START SUPPLIED RECORDS
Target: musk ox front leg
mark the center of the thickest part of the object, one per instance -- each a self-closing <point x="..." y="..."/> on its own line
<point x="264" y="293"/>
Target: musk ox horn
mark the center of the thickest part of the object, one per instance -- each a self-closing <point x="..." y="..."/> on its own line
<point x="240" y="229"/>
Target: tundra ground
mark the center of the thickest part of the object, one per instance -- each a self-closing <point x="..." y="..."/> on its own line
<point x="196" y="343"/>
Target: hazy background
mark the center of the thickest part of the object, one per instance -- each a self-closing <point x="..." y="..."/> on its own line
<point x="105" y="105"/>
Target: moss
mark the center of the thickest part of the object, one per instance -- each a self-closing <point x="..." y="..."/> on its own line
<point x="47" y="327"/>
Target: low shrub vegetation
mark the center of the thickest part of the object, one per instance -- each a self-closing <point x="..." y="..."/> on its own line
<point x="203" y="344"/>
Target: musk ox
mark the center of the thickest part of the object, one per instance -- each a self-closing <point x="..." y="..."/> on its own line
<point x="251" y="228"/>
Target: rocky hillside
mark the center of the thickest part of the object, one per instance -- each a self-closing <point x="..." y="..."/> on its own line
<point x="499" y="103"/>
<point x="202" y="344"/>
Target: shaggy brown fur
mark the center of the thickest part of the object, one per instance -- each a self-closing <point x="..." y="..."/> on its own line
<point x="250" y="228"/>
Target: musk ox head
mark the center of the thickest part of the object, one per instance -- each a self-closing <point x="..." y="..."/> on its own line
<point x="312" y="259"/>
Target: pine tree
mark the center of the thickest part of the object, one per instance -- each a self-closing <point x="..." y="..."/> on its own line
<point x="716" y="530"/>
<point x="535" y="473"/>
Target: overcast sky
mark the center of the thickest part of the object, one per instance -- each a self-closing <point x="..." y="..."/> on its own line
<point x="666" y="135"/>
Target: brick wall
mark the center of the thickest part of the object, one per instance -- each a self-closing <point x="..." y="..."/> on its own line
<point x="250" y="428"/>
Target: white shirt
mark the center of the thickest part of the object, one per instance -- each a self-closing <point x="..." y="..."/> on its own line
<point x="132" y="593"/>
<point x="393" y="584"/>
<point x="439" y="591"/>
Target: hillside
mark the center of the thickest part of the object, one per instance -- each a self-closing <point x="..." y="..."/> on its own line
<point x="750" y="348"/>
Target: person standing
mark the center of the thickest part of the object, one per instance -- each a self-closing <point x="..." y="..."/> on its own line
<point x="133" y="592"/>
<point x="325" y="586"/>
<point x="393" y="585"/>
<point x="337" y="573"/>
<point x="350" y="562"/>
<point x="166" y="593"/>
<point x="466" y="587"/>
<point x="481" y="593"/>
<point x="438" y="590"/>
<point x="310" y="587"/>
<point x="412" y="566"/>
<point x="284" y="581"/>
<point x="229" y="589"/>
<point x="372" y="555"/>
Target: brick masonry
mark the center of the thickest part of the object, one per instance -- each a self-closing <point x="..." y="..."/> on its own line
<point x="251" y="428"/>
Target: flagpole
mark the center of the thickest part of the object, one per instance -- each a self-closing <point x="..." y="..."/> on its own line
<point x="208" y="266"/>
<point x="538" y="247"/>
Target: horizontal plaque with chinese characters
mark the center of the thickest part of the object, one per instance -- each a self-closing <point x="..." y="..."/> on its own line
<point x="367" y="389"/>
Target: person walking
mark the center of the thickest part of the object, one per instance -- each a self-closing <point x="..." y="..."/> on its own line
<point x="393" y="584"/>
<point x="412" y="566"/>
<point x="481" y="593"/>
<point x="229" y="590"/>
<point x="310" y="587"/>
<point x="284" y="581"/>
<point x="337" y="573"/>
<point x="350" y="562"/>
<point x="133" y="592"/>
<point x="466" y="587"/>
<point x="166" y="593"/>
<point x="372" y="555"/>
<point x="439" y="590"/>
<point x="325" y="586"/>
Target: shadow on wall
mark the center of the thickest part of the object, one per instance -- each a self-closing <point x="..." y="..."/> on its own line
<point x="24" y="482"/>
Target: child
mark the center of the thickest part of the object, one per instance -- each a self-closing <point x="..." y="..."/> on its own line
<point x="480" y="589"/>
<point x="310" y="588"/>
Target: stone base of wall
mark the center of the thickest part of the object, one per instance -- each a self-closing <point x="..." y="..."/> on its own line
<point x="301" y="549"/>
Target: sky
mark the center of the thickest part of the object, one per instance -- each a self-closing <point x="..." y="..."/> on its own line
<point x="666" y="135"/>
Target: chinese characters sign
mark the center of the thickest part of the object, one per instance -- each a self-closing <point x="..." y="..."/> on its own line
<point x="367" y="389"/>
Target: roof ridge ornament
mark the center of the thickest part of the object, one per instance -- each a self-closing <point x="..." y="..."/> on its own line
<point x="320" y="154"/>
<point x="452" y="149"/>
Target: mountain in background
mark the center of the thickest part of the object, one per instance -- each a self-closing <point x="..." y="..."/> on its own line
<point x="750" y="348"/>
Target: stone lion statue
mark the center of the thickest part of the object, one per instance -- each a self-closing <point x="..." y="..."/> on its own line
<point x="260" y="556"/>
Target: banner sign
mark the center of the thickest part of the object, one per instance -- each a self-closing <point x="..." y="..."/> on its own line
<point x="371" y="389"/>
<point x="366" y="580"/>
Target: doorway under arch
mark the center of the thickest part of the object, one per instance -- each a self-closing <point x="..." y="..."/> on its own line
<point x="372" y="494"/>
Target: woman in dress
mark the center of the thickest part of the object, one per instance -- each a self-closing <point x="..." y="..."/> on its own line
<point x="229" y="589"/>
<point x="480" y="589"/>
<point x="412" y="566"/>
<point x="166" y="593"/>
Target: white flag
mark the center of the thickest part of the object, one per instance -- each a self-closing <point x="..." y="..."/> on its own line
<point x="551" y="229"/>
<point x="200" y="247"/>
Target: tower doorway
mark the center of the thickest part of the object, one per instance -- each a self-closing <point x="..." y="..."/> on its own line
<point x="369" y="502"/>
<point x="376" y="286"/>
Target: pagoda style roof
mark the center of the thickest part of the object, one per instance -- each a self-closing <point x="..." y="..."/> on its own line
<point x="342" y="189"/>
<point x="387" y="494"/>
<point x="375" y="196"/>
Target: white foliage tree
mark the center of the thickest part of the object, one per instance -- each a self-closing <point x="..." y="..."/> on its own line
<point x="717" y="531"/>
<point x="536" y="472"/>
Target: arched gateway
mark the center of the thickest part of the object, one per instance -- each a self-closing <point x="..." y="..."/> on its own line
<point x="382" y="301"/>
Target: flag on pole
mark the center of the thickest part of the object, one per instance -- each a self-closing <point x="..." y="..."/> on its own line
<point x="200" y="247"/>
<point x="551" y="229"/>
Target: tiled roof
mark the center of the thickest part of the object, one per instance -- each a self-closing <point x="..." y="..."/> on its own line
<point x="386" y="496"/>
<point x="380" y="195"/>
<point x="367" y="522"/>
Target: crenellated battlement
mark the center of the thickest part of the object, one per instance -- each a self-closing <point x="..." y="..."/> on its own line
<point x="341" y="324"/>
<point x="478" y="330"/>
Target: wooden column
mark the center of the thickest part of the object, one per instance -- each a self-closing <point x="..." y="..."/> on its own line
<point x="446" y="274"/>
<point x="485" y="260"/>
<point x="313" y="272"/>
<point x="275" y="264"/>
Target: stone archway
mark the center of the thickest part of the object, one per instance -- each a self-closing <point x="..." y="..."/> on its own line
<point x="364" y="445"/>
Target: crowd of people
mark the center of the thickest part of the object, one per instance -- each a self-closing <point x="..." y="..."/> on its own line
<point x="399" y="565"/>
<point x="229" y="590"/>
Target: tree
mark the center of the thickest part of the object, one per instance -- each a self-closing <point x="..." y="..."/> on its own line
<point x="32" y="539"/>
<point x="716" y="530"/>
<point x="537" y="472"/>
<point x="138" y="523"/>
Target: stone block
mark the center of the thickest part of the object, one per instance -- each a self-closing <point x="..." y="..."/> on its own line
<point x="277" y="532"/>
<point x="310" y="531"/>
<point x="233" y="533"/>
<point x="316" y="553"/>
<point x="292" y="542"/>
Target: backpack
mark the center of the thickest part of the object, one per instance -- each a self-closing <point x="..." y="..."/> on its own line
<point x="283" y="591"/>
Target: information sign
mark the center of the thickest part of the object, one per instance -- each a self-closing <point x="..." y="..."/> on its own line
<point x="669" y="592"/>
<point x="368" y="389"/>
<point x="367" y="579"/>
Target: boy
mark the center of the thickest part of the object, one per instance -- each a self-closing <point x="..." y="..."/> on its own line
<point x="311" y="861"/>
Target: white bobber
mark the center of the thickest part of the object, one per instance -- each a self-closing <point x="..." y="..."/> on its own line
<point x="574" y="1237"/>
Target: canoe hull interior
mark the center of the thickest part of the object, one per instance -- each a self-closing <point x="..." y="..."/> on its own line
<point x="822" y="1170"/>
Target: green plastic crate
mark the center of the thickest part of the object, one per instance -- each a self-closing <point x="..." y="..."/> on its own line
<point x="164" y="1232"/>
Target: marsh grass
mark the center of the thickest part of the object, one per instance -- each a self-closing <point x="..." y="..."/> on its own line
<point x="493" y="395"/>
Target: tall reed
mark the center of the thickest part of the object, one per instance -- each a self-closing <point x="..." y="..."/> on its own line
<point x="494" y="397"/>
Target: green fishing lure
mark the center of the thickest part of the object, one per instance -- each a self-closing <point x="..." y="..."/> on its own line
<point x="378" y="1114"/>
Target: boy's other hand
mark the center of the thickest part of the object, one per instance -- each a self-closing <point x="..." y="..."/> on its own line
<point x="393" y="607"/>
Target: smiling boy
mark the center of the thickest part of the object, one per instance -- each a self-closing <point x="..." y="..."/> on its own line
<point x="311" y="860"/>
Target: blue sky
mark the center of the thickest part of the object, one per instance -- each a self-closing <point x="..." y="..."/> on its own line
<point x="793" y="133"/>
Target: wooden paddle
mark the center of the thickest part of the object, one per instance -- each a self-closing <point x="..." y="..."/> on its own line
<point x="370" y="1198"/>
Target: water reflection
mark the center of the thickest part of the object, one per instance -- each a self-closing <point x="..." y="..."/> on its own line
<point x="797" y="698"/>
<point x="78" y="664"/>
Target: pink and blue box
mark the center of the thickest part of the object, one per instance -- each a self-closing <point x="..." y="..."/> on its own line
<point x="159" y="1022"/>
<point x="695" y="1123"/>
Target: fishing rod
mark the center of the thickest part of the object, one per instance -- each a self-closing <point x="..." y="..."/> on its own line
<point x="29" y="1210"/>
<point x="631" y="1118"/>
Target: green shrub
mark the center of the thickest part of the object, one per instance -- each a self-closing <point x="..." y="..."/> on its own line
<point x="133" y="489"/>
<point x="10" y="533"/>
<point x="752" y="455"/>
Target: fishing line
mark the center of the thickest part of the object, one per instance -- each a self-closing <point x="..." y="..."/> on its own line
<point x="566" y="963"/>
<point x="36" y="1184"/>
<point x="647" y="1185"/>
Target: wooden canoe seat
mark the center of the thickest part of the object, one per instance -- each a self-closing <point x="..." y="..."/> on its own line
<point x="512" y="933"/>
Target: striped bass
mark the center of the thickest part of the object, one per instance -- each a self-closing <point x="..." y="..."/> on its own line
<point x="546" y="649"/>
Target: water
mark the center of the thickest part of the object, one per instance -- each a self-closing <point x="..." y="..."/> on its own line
END SUPPLIED RECORDS
* TASK TO COMPLETE:
In the listing above, find the line with "Target: overcast sky" and the line with "Target: white shirt", then print exactly those lines and every line between them.

* RESULT FOR THIS TASK:
Target: overcast sky
mark the center of the thickest part of the object, one per instance -- each a self-closing <point x="..." y="..."/> on its own line
<point x="666" y="135"/>
Target: brick wall
mark the center of the thickest part of the object, one per instance -- each a self-closing <point x="..." y="..."/> on its own line
<point x="250" y="428"/>
Target: white shirt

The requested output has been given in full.